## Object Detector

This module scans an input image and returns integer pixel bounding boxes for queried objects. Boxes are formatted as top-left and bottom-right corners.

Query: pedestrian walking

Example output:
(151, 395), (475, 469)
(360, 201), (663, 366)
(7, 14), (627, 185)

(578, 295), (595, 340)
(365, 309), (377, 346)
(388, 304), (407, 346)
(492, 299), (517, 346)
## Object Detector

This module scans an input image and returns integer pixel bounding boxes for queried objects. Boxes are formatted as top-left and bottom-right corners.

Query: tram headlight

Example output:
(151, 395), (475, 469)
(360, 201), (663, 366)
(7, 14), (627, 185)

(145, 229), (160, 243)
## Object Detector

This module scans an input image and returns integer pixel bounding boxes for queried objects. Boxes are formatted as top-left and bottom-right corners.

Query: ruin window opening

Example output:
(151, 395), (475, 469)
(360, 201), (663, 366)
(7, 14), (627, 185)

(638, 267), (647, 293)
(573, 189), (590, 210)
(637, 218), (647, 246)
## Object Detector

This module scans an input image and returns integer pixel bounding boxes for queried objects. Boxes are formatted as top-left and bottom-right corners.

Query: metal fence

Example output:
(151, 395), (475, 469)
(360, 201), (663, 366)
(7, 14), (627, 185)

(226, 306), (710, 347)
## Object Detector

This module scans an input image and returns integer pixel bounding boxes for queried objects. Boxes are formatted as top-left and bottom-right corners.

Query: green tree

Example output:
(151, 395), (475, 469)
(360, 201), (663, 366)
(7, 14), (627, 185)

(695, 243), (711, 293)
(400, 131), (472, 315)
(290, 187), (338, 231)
⁂
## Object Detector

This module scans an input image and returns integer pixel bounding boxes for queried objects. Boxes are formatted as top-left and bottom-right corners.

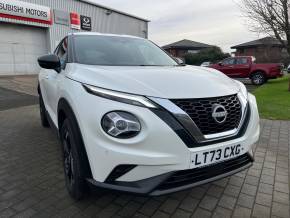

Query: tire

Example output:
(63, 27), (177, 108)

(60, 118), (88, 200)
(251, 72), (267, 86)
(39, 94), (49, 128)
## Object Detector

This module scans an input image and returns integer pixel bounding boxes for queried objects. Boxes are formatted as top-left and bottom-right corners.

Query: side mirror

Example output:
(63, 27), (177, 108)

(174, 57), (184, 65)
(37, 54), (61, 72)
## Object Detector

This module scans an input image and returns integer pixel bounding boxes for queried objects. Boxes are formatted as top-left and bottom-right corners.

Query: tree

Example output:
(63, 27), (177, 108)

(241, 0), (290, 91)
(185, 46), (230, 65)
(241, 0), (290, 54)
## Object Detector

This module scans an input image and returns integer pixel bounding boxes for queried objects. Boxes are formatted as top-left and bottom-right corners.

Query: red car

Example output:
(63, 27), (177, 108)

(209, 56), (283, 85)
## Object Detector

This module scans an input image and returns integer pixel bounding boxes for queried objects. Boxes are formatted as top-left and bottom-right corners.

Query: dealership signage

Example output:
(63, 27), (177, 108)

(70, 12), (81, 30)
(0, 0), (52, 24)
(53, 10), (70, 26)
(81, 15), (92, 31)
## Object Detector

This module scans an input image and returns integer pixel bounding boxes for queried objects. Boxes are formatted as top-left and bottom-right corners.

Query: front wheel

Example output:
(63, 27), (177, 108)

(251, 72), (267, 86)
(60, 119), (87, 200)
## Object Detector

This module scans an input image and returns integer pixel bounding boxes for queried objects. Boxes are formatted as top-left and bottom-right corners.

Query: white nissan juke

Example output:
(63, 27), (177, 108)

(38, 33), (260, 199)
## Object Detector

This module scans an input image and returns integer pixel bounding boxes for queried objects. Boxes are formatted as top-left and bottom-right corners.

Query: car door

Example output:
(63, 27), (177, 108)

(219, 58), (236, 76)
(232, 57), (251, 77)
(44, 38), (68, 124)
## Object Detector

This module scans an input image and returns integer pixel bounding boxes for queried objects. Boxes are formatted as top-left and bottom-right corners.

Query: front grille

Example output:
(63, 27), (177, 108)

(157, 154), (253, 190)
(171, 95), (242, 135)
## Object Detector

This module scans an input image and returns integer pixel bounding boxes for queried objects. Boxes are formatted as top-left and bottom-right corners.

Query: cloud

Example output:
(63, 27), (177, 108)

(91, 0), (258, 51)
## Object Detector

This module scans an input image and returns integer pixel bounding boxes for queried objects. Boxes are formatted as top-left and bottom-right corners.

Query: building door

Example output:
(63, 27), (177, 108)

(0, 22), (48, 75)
⁂
**The exercise:** Locate every line in the data above that contains the word "front", and copy each such line in full. Match the word with case taken into account.

**Complete response:**
Query: front wheel
Query: front grille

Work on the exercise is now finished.